------ DATASET CONTENT ------
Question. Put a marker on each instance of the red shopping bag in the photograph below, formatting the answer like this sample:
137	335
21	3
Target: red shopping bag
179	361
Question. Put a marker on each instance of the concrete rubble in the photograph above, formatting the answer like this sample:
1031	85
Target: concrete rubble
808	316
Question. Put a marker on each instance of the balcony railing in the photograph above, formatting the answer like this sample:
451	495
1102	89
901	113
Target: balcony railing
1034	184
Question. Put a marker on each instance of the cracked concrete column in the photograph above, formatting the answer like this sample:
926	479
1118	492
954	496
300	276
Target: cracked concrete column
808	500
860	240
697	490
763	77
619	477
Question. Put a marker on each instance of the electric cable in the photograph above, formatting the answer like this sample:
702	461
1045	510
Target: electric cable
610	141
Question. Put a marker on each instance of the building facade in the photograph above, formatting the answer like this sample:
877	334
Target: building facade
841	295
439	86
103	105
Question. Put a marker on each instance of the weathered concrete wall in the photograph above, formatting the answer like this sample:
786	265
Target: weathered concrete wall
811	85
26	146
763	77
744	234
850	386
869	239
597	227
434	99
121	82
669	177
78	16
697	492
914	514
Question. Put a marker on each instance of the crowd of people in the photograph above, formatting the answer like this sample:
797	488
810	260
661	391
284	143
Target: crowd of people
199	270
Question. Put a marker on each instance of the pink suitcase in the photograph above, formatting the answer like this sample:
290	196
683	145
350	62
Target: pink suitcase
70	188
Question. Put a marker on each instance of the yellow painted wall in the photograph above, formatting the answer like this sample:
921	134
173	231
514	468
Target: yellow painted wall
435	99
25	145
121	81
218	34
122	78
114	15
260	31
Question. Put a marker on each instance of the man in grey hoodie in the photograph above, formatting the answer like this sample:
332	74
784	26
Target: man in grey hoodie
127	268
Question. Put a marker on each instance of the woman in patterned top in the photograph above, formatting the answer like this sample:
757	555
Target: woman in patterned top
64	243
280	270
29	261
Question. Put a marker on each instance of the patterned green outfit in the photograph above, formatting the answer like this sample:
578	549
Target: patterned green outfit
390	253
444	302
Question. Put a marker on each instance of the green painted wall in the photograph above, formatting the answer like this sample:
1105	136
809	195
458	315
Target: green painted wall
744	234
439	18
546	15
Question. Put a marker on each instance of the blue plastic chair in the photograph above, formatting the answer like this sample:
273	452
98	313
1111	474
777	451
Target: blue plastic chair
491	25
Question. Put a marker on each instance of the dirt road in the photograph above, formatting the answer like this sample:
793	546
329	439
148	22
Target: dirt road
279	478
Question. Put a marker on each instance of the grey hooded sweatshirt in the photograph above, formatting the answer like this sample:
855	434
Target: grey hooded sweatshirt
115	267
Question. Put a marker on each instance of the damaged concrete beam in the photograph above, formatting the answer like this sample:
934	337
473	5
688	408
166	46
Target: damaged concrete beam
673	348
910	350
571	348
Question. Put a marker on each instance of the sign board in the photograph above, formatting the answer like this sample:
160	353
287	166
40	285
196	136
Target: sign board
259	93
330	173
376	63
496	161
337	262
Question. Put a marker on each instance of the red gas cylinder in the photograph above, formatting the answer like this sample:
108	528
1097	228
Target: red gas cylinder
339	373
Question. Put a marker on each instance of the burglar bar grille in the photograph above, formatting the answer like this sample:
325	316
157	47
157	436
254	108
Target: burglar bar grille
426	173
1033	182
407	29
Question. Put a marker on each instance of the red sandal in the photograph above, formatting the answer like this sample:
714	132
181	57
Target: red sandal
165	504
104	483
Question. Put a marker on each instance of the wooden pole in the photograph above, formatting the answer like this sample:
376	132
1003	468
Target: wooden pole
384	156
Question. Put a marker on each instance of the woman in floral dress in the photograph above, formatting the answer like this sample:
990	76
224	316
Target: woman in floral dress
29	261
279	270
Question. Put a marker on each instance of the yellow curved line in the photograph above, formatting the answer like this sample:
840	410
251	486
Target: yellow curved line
------
WHAT TO PRODUCE:
In your answer, print every entry exactly as it appears.

OUTPUT FOR THIS TASK:
Question. Put a marker on each instance of the red shopping bag in the photograph below, formatting the answer like this sample:
137	335
21	3
Target: red shopping bag
179	361
Question. Put a marker on each instance of the concrete rubble in the photograph above, formatting the answer like this sample:
1031	85
Target: concrete rubble
808	316
Question. Put a marker on each instance of the balcony railing in the photograph above, formatting the answer like this sample:
451	495
1102	89
901	113
Target: balcony railing
1034	184
Question. Put a marker on each instance of the cracked concrete column in the photograph above, formatting the answer like this sample:
926	479
1118	492
954	496
300	276
Target: cracked concrete column
808	500
860	240
697	490
763	77
619	477
Question. Put a marker on each instance of the electric cable in the photograph above, formatting the answer like this sample:
702	461
1045	510
Target: electric cable
610	141
Question. Put a marker on each instance of the building facade in the photograph above, formatting the answer like this sample:
877	334
Target: building facade
841	295
439	86
103	105
Question. Put a marker on each instance of the weathered concrete wall in the photograph above, formatting the answer like this sample:
786	265
Target: weathered concrete wall
811	85
26	146
763	77
744	234
850	386
869	239
597	227
434	99
121	82
669	177
78	16
697	492
914	514
Question. Put a marker on each instance of the crowd of people in the photograph above, formatting the answer like this sample:
797	488
810	260
661	391
284	143
Target: crowd of people
199	270
Question. Put a marker on each instance of the pink suitcase in the photograph above, formatting the answer like this sample:
290	196
683	145
350	62
Target: pink suitcase
70	188
Question. Put a marker on each instance of the yellow painted wall in the photograph above, formatting the answer like this sample:
921	134
173	231
514	468
Target: yellow painted wall
435	99
25	145
121	81
218	34
122	78
114	15
260	31
Question. Put a marker on each instance of the man in grey hoodie in the photograph above, formatting the answer like this sample:
332	74
784	26
Target: man in grey hoodie
127	268
Question. Put a marker on each instance of the woman in patterned top in the photograph above, formatting the answer like this sample:
757	555
Target: woman in patterned top
64	243
280	270
29	261
Question. Put a marker on each instance of the patterned green outfit in the photograph above, formatting the answer like this sample:
578	549
Target: patterned green outfit
390	253
444	302
Question. Put a marker on each instance of the green painted wall in the photograph above, formatting the answer like this sample:
1105	136
809	195
458	315
Target: green painted wall
744	234
439	18
546	15
Question. Put a marker on each instance of the blue plastic chair in the photograph above, formatting the answer like this sample:
273	452
98	313
1111	474
777	451
Target: blue plastic chair
491	25
Question. Put a marker on each instance of the dirt road in the photograph above, formatting the answer like this sample:
793	546
329	439
148	22
Target: dirt road
279	478
Question. Put a marker on each instance of the grey hooded sweatshirt in the photograph above, formatting the answer like this sample:
855	434
Target: grey hooded sweatshirt
115	267
Question. Put a marker on each instance of the damaged concrete beam in the photograph above, formatting the answer like this sample:
934	337
473	5
688	408
166	46
Target: damaged concrete beam
673	348
910	350
571	348
Question. Put a marker on each instance of the sign board in the photograph above, formatting the answer like this sample:
160	353
287	166
40	285
196	136
Target: sign board
259	93
330	173
376	63
496	161
337	262
Question. Put a marker on each instance of the red gas cylinder in the photograph above, formatting the answer like this sample:
108	528
1097	228
Target: red gas cylinder
339	373
Question. Put a marker on each instance of the burglar bar grille in the photograph above, formatting the answer like this sample:
325	316
157	47
157	436
254	108
Target: burglar bar grille
426	173
1033	182
407	29
Question. Put a marker on each instance of the red sandal in the photograph above, formatting the answer like this sample:
714	132
181	57
Target: red sandal
165	504
104	483
Question. Put a marker on each instance of the wooden pole in the photograph above, formatting the answer like this sample:
376	132
1003	468
Target: wooden pole
384	156
Question. Put a marker on each instance of the woman in floral dress in the photograph above, formatting the answer like this sample:
990	76
224	316
Target: woman in floral dress
29	261
279	270
Question. Put a marker on each instance of the yellow curved line in the photograph above, formatting the answer like this sample:
840	410
251	486
Target: yellow curved line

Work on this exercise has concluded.